◆ Cuplikan Teks

———

Kondisi di atas telah menyebabkan banyaknya pemahaman terhadap kandungan al-Quran. Ada banyak contoh yang bisa menjelaskan hal ini. Salah satunya adalah dalam memahami istilah “menyentuh perempuan” (lâmastum an-nisâ’) sebagai salah satu penyebab batalnya wudhu’ (kewajiban bersuci sebelum shalat). Apa yang dimaksud dengan “menyentuh perempuan” dalam ayat tersebut? Dalam masalah ini, pendapat para ulama setidaknya terbagi ke dalam enam bagian; menyentuh dalam arti umum; menyentuh dalam arti berpelukan dan saling memegang alat vital masing-masing; menyentuh dalam arti bersyahwat; menyentuh dalam arti disengaja dan tanpa pembatas apa pun; menyentuh dalam arti dengan tangan; dan menyentuh dalam arti menyentuh perempuan yang bukan muhrim. Masing-masing pandangan mempunyai landasannya sendiri yang tak mungkin disebutkan di sini.
Menariknya adalah, sejumlah pandangan di atas melibatkan para pembesar sahabat seperti Umar bin Khattab, Abdullah bin Umar, Abdullah bin Mas’ud, Ibnu Abbas, Hasan al-Bashri, Sufyan ats-Atsauri, dan sejumlah sahabat papan atas lainnya.
Dalam perspektif toleransi, hadis adalah kastratur riwâyât, awlawiyyatul jam’i (banyak alur periwayatan, keutamaan mengakomodasi semua pendapat). Baik banyaknya alur periwayatan dalam arti satu hadis diriwayatkan oleh banyak pihak, atau masing-masing pihak meriwayatkan hadis yang berbeda-beda.
Dalam studi hadis, kemajemukan riwayat terjadi lebih dahsyat ketimbang dalam (ilmu) al-Quran. Selain karena periwayatan hadis tidak terjadi secara merata di kawasan-kawasan Islam, juga disebabkan oleh adanya sekelompok orang yang secara sengaja menyebarkan hadis-hadis palsu atau buatan. Dalam ilmu hadis, kelompok ini dikenal dengan sebutan waddhâ’ul hadis (pemalsu hadis).
Menariknya adalah, dalam ilmu hadis kemajemukan riwayat menjadi salah satu ukuran terpenting bagi benar tidaknya sebuah hadis. Dengan kata lain, semakin sebuah hadis diriwayatkan secara majemuk, maka semakin besar kemungkinan hadis itu sahih (benar) dari Nabi.
Bagaimana dengan ijma’ (konsensus) sebagai dasar hukum Islam ketiga? Dalam perspektif toleransi, ijma’ adalah taswiyatul arâ’, taf’îlu al-musyârakah (pentitik-temuan ragam pandangan, optimalisasi kebersamaan). Karena sebagaimana dimaklumi, ijma’ merupakan proses konsensus untuk menciptakan suatu kesimpulan hukum berdasarkan musyawarah-mufakat di kalangan para ahli hukum. Ijma’ bagaikan pohon besar nan subur yang siap “berbuah” tanpa mengenal perbedaan musim. Hingga umat Islam bisa terus menikmati manis dan segarnya buah ijma’ tersebut.

———

◆ Materi yang Diberikan

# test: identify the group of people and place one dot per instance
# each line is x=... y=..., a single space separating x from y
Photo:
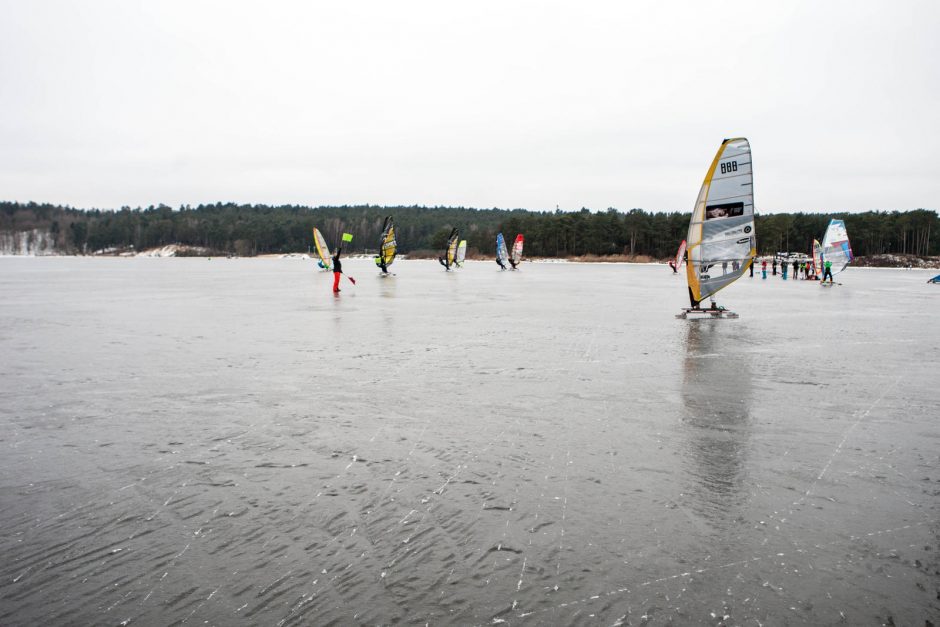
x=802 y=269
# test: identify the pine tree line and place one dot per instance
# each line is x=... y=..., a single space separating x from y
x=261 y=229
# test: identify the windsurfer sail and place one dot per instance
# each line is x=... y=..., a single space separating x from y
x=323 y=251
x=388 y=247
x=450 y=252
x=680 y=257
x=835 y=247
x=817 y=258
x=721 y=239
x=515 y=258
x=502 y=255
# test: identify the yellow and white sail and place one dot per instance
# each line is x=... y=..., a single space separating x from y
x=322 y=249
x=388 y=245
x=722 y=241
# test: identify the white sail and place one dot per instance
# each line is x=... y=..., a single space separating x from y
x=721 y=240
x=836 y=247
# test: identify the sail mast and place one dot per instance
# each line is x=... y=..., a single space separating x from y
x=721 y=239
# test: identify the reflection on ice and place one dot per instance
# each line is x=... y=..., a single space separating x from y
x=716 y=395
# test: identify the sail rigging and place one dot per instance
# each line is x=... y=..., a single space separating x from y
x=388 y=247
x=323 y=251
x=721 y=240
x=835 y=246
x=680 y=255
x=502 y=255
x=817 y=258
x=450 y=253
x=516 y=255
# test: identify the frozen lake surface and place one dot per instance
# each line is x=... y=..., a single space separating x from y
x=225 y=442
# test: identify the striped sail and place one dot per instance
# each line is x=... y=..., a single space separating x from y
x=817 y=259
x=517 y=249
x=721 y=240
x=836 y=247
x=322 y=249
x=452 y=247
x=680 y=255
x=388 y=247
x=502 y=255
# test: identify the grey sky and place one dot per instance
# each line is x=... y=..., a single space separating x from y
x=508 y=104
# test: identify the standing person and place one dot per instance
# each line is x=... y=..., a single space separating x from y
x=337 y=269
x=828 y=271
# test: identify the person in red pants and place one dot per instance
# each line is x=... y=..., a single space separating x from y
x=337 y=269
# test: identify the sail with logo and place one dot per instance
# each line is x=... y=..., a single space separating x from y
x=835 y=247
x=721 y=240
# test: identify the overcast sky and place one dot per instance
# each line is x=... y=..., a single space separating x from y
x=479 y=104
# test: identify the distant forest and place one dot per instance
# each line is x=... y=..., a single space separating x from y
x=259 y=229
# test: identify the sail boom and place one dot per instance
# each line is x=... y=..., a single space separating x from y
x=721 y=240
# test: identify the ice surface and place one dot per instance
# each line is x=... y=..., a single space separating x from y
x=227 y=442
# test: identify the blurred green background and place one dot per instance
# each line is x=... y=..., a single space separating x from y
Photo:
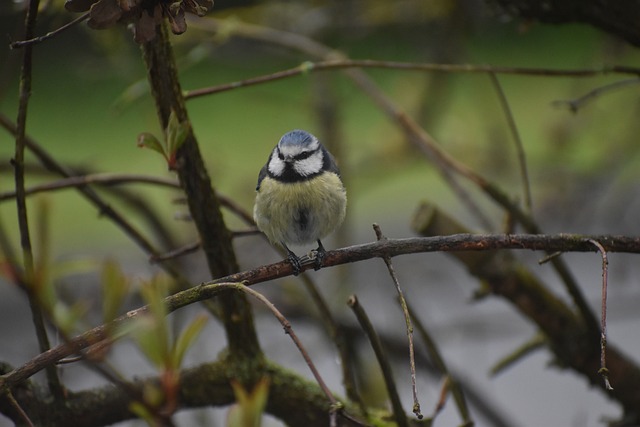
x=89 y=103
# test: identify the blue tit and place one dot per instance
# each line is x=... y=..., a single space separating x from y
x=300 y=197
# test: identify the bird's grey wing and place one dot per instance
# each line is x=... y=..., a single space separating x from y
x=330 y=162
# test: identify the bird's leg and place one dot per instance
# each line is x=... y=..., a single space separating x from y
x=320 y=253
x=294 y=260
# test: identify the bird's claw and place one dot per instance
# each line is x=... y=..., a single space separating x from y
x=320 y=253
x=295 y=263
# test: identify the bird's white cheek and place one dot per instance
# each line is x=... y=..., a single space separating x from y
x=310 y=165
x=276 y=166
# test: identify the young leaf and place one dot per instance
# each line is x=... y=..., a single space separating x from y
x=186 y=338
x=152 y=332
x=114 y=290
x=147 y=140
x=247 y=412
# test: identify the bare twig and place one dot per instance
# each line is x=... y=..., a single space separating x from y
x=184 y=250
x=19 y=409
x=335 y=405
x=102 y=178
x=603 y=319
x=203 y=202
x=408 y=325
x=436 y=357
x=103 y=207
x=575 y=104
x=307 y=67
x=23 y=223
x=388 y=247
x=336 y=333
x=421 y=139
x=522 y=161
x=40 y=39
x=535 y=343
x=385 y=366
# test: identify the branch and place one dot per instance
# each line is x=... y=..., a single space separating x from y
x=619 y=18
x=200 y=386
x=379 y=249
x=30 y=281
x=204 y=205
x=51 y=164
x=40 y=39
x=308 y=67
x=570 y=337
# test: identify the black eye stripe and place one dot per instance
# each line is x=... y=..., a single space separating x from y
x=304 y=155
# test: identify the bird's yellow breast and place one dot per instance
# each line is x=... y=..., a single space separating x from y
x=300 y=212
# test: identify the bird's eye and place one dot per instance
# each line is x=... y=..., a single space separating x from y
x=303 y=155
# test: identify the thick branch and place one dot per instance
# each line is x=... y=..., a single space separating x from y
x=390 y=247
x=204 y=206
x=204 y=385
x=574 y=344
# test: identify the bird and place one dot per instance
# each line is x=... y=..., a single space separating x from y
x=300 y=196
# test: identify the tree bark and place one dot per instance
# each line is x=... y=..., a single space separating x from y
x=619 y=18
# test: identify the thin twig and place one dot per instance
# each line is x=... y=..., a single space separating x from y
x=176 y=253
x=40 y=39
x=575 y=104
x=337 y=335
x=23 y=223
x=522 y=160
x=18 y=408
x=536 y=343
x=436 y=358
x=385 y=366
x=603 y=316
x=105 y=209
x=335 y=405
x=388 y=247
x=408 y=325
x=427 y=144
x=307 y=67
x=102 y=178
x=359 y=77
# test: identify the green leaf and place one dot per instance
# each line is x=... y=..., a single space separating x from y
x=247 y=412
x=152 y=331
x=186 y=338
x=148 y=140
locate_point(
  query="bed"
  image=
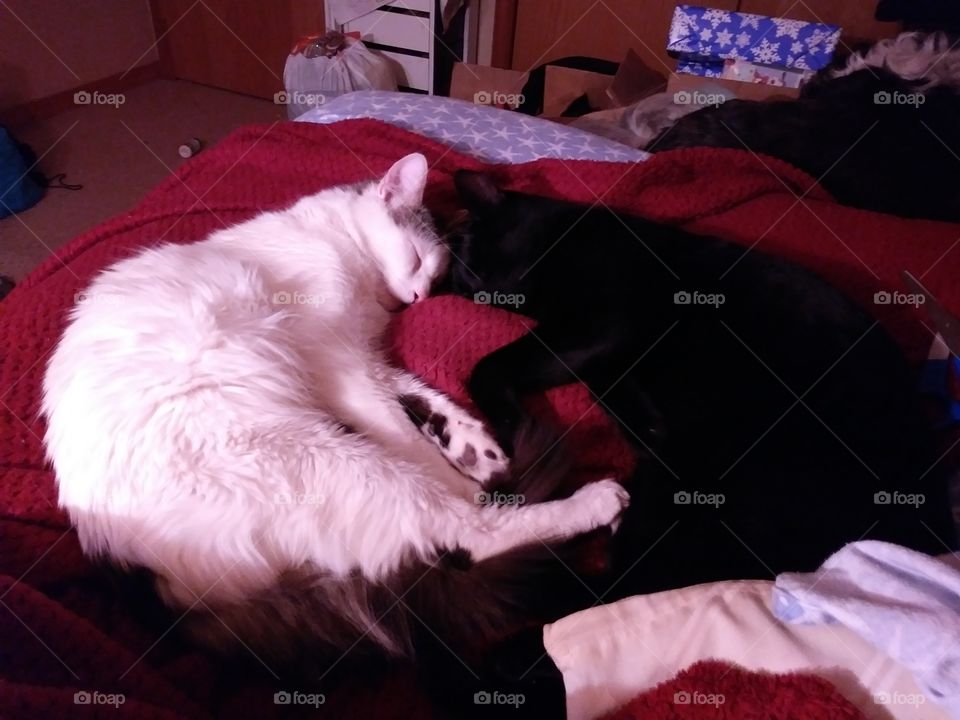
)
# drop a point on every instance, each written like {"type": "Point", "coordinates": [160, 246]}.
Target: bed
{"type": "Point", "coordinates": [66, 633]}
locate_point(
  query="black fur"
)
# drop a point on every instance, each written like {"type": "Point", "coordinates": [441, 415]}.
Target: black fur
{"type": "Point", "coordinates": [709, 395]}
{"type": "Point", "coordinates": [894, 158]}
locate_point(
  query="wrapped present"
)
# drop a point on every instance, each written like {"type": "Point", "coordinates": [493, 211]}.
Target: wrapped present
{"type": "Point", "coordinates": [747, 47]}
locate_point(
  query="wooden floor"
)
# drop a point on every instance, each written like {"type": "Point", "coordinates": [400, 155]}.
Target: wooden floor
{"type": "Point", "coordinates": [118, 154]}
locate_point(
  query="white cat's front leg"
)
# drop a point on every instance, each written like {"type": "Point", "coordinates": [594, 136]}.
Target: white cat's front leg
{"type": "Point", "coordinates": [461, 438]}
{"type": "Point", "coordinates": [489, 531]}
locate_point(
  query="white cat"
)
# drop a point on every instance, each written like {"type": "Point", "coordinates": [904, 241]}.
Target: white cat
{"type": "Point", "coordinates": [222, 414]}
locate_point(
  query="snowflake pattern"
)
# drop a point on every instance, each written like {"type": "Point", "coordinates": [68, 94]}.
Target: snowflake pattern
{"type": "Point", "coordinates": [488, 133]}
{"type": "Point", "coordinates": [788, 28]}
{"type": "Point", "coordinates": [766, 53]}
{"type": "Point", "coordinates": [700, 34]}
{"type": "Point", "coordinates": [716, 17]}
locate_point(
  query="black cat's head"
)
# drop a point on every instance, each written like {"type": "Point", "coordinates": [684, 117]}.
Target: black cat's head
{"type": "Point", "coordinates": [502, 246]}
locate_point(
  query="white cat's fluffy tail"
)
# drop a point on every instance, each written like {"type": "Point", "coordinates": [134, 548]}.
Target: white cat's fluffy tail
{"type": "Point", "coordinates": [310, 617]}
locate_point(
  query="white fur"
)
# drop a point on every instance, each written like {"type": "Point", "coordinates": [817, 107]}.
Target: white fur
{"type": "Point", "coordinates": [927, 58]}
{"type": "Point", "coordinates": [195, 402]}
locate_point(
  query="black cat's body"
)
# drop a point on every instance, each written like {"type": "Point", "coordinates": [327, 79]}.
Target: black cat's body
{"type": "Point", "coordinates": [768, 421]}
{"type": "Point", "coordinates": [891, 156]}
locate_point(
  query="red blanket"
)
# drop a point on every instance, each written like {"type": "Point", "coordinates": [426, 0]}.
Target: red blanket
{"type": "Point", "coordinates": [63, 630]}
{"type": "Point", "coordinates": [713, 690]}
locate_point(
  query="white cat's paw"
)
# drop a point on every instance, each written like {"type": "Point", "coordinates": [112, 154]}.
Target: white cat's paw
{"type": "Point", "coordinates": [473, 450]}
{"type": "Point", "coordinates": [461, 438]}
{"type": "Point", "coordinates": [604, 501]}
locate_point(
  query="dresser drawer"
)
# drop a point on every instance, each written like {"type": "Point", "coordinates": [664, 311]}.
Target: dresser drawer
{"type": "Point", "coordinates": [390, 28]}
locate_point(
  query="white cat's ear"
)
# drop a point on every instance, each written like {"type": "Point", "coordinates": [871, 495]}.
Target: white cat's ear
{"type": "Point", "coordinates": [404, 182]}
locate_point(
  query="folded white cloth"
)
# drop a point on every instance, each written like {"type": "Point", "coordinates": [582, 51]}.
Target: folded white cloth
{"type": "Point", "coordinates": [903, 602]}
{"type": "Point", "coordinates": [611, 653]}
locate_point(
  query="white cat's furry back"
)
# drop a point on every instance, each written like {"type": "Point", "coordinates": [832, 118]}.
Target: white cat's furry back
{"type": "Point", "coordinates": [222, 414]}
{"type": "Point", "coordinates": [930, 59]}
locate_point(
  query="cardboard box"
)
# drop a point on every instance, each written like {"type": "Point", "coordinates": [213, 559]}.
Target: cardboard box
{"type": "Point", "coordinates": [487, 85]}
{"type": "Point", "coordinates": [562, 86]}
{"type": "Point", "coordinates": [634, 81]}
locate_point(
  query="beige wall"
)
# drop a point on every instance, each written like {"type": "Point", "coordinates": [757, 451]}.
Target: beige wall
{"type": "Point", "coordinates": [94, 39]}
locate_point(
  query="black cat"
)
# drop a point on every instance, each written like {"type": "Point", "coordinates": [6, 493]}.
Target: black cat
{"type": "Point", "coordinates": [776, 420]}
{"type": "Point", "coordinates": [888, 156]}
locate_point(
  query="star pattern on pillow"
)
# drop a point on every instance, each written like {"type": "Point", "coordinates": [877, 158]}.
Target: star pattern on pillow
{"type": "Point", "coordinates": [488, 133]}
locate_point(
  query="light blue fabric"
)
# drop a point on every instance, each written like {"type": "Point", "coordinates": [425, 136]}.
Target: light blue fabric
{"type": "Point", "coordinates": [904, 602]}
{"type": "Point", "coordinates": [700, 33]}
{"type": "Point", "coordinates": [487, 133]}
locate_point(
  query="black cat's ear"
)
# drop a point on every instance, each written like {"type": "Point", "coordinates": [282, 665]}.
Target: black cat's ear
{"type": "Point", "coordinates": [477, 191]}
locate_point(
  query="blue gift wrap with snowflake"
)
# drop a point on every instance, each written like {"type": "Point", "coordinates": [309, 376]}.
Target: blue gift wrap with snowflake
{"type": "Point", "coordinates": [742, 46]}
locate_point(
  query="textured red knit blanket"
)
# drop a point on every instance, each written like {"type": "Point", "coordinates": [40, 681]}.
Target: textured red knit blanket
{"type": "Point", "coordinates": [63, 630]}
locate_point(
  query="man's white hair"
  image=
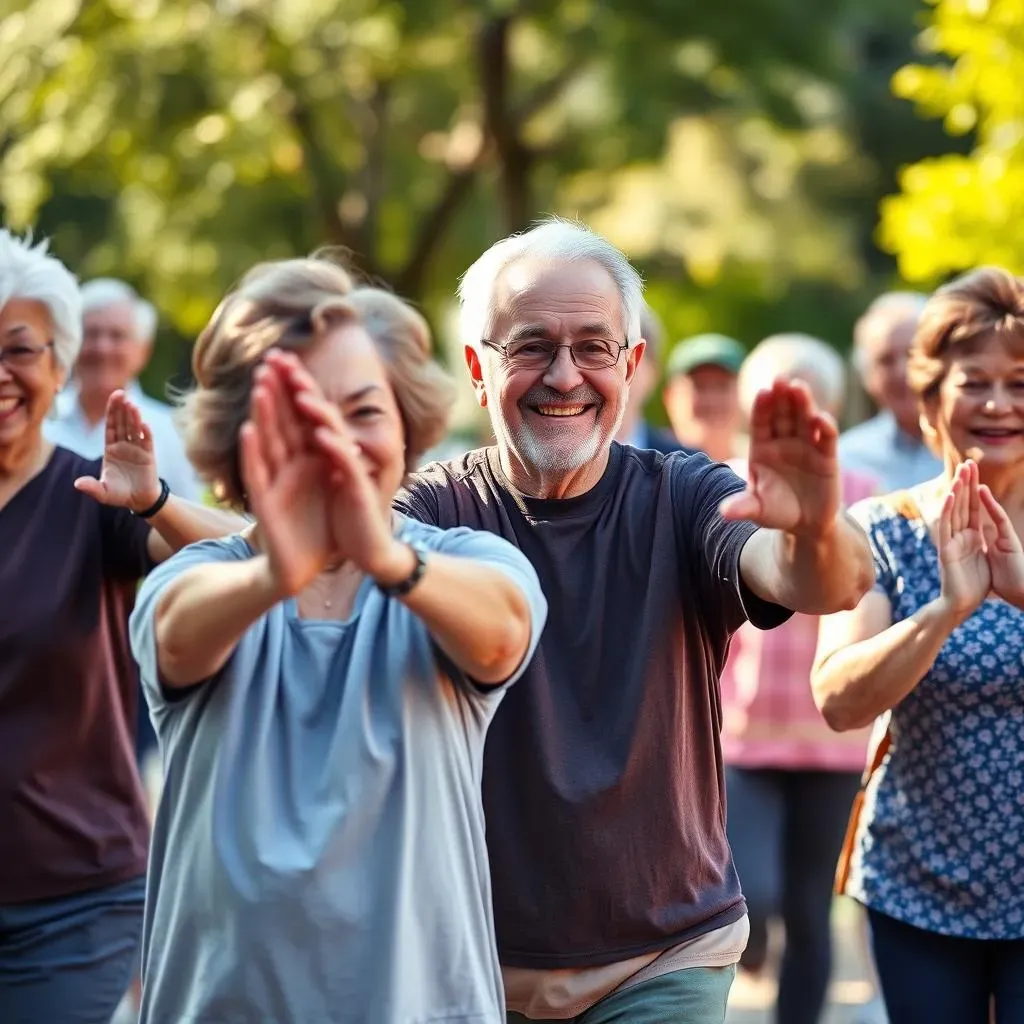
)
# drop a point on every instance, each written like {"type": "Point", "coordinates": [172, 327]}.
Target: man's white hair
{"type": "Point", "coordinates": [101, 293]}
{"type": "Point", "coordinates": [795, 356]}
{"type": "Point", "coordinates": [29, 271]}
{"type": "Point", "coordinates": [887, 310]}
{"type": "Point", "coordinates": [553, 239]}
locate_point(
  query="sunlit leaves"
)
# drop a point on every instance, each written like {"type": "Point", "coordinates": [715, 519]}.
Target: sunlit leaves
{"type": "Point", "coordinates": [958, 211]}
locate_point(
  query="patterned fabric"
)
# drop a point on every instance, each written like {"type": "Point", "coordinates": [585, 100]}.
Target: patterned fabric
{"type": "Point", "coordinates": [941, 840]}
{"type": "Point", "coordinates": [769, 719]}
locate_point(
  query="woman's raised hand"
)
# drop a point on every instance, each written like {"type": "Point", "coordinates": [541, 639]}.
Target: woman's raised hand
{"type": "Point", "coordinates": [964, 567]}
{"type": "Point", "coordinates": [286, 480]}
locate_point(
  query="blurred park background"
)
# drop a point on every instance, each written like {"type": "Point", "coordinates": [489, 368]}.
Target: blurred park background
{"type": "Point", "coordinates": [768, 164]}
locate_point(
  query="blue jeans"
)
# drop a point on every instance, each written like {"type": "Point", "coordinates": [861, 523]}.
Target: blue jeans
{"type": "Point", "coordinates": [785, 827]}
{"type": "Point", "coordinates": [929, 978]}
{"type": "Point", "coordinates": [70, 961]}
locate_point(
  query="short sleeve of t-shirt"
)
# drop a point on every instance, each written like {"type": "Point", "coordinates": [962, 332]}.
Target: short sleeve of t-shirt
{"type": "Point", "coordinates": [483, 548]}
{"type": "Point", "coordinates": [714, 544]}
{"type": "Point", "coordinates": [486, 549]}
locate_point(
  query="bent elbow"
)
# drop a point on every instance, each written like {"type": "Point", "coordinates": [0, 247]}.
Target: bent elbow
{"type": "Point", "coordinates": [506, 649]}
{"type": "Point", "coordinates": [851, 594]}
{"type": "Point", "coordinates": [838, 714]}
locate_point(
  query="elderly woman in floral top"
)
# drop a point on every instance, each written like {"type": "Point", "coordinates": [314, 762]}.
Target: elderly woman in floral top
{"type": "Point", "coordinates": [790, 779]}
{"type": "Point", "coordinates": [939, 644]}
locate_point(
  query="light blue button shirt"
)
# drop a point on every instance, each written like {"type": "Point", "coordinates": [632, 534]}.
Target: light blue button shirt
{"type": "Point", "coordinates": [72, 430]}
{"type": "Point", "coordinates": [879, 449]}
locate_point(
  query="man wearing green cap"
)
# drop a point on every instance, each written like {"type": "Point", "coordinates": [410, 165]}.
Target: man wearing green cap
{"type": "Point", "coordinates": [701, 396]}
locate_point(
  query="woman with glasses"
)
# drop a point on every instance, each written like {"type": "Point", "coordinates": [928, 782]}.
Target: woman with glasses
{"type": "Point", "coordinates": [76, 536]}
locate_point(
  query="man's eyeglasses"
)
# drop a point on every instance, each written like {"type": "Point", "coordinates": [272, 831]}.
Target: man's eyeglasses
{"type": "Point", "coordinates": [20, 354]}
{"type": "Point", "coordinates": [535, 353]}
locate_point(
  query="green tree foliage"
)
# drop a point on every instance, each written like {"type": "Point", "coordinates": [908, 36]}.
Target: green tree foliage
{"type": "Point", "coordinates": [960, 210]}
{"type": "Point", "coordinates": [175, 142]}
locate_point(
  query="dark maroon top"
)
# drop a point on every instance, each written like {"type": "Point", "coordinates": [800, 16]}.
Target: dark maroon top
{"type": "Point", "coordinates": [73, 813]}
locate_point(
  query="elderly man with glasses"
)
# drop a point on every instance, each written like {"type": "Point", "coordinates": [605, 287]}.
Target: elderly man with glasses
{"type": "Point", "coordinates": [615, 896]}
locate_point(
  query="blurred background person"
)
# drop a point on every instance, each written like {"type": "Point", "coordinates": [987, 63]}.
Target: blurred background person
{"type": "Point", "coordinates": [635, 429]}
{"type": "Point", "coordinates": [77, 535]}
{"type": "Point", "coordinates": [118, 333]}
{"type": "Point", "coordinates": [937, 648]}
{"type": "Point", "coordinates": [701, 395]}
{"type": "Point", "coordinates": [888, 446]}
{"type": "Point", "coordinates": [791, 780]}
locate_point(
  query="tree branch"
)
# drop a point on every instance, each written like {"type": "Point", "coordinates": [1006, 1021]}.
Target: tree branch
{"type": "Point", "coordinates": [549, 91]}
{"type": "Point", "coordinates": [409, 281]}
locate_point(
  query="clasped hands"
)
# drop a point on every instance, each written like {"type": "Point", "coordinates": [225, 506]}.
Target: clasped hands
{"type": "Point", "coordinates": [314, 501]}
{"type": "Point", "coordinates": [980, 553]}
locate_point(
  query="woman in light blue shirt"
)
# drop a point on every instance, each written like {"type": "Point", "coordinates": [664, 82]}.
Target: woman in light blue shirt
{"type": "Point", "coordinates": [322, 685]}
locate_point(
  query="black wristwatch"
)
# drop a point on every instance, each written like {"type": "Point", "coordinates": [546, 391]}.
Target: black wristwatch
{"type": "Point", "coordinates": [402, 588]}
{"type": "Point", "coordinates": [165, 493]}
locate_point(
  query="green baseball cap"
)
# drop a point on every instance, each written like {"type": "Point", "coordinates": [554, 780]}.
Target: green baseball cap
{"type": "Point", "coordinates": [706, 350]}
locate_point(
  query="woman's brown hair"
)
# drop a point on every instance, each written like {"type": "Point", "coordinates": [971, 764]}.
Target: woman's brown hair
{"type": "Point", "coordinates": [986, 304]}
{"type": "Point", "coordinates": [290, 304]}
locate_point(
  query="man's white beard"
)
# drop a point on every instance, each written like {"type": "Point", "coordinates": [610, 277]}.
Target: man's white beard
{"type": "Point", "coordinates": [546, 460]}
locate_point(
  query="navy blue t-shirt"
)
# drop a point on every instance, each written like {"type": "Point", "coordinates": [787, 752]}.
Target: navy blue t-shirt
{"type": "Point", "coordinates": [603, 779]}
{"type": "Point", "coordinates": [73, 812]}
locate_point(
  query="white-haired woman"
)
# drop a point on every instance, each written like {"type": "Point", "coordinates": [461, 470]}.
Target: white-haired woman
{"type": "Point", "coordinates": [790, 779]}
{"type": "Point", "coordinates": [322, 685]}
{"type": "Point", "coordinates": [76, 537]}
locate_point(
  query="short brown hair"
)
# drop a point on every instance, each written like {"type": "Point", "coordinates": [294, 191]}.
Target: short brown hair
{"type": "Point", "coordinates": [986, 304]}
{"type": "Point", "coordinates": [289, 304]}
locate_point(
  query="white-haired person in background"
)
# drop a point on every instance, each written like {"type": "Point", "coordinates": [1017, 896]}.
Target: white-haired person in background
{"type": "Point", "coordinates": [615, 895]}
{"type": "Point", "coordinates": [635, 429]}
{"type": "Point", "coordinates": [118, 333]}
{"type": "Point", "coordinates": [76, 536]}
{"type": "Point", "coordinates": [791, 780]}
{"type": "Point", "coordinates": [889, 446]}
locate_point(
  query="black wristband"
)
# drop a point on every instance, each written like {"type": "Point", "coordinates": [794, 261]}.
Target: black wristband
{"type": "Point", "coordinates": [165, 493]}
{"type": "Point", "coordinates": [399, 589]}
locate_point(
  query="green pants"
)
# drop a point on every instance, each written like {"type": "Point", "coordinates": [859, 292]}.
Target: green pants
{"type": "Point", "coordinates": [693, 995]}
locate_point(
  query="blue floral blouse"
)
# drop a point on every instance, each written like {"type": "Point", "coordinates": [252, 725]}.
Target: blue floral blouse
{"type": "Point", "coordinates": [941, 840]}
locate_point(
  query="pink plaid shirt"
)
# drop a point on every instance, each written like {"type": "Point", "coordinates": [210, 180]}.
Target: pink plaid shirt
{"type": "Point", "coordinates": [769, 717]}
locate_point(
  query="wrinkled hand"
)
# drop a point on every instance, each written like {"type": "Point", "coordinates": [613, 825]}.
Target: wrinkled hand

———

◆ Tugas 1
Cetak ulang bagian teks tentang toleransi dalam sumber hukum Islam di antara "Menariknya adalah, sejumlah" dan "papan atas lainnya.", termasuk kedua batas tersebut.
◆ Tugas 2
Jawablah pertanyaan berikut berdasarkan teks tentang toleransi dalam sumber hukum Islam.
(a) Menjadi berapa bagian pendapat para ulama terbagi mengenai makna "menyentuh perempuan"?
(b) Dengan sebutan apa ilmu hadis mengenal kelompok yang sengaja menyebarkan hadis palsu?
(c) Ijma’ disebut sebagai dasar hukum Islam yang keberapa?
◆ Tugas 3
Bisakah Anda menyambung teks tentang toleransi dalam sumber hukum Islam, dimulai setelah kalimat terakhir yang tercantum?
Materi di atas tidak ada kaitannya dengan teks tentang toleransi dalam sumber hukum Islam.

◆ Jawaban Tertulis 1
Menariknya adalah, sejumlah pandangan di atas melibatkan para pembesar sahabat seperti Umar bin Khattab, Abdullah bin Umar, Abdullah bin Mas’ud, Ibnu Abbas, Hasan al-Bashri, Sufyan ats-Atsauri, dan sejumlah sahabat papan atas lainnya.

◆ Jawaban Tertulis 2
(a) Setidaknya enam bagian.
(b) Waddhâ’ul hadis (pemalsu hadis).
(c) Ketiga.

◆ Jawaban Tertulis 3
Dalam konteks seperti ini, ijtihad dipastikan tidak akan pernah buntu. Sebagaimana perbedaan ijtihad juga tidak akan menjadi mala petaka bagi umat Islam. Karena pandangan-pandangan tersebut diupayakan bersinergi dalam suatu titik-temu. Hingga keragaman ijtihad menjadi rahmat, sebagaimana dikatakan Nabi dalam salah satu hadisnya (ikhtilâfu ummatî rahmatun).
Ada sebagian umat Islam yang memahami ijma’ sebagai “buah manis” dalam bentuk kesimpulan hukum, bukan pohonnya sebagaimana dalam analogi di atas. Ijma’ sebagai kesimpulan hukum atau “buah manis” sangat problematis bila dijadikan sebagai dasar hukum. Karena hal ini berarti menyajikan “satu buah” kepada umat Islam di sepanjang masa. Semanis apa pun “buah” (bila buah tersebut ternyata sudah dipetik beberapa waktu silam) tidak akan dirasakan manis juga oleh mereka yang “memakannya” di waktu yang berbeda. Walaupun pada masanya mungkin dirasakan demikian.
Dan yang terakhir tentang ‘âdah atau kebiasaan lokal. Dalam perspektif toleransi, kebiasaan adalah ihtirâmu an-nash, ikrâmu an-nâs (menghormati teks, memuliakan manusia). Fikih tidak pernah menomorduakan salah satu dari teks dan konteks. Dalam hal-hal tertentu ketetapan berdasarkan kebiasaan dibolehkan walaupun bertentangan dengan ketetapan teks. Salah satu kebiasaan yang diutamakan atas teks (ketika keduanya bertentangan) adalah seseorang yang bersumpah tidak akan memakan lahm. Menurut para ahli fikih, seseorang yang bersumpah tidak akan memakan lahm tidak melanggar sumpahnya tersebut dengan memakan ikan. Karena berdasarkan kebiasaan, lahm berarti daging, bukan ikan. Walaupun dalam al-Quran, lahm bermakna daging dan ikan.
Dari sini para ulama fikih merumuskan satu kaidah hukum yang berbunyi, ats-tsâbit bil ‘urfi kats-tsabit bin nash (ketetapan berdasarkan kebiasaan sama halnya dengan ketetapan teks), atau kaidah yang berbunyi al-‘âdah muhakkamah (kebiasaan adalah hukum).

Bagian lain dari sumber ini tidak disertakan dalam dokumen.